What do you make of Christie’s choices? Is there anyone you feel has been (unjustly) left out? Do you think writers such as Nicholas Blake, Edmund Crispin, Cyril Hare, Mavis Doriel Hay or Alan Melville deserved a mention?

Christie’s article ends by returning to her own work highlighting how the tightness of detective fiction plots ‘is good for ones thought processes,’ but that as the years have progressed she has looked beyond the construction element of detective stories and has ‘become more interested… in the preliminaries of crime – the interplay of characters, the deep smouldering resentments, dissatisfactions that do not always come to the surface but which may suddenly explode into violence.’ I think this was certainly the case with Five Little Pigs (1942) and Towards Zero (1944), two novels she had written in years recent to the article, with the psychology of her characters, being a larger component. Though I still feel plots and creating twists and surprises was still a large part of Christie’s writing.

Brief: Using the passage about Christie's article, decide whether each statement agrees with it: (a) Christie's article closes with a return to her own work; (b) the passage's writer thinks plots and twists no longer mattered much in Christie's writing; (c) Towards Zero dates from 1942. Answer yes or no for each and quote the words that settle it. The listing after this comes from a separate source.

Given material:

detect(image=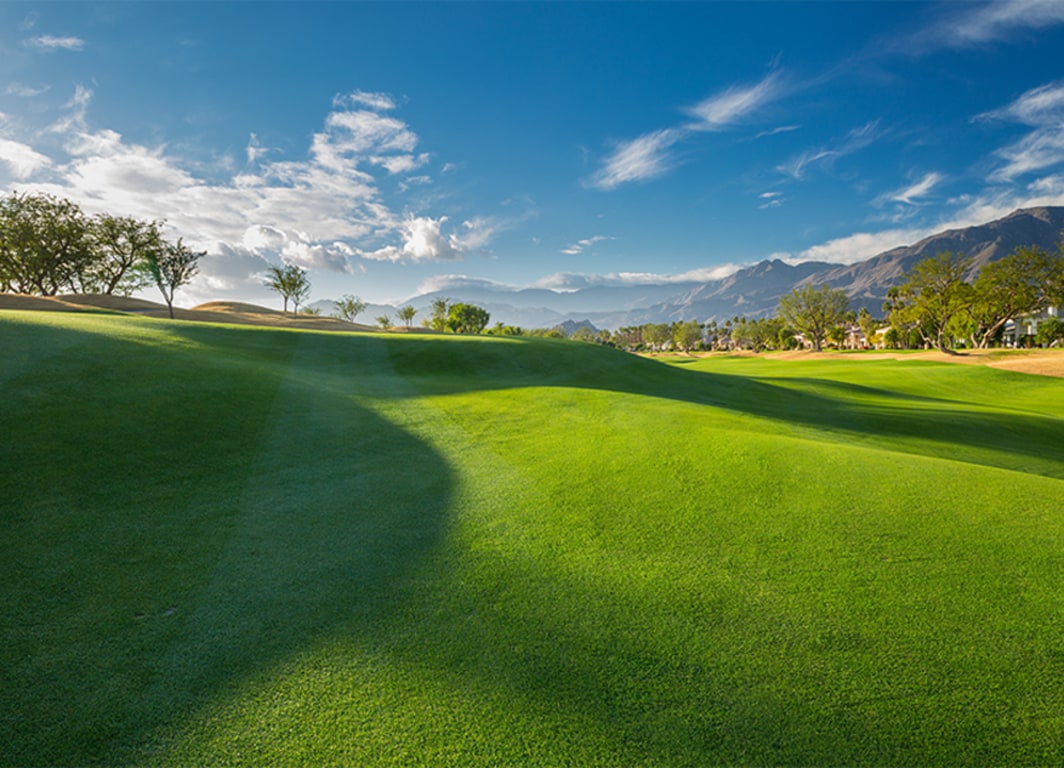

Full solution:
(a) Yes: "Christie’s article ends by returning to her own work"
(b) No: "Though I still feel plots and creating twists and surprises was still a large part of Christie’s writing."
(c) No: "Towards Zero (1944)"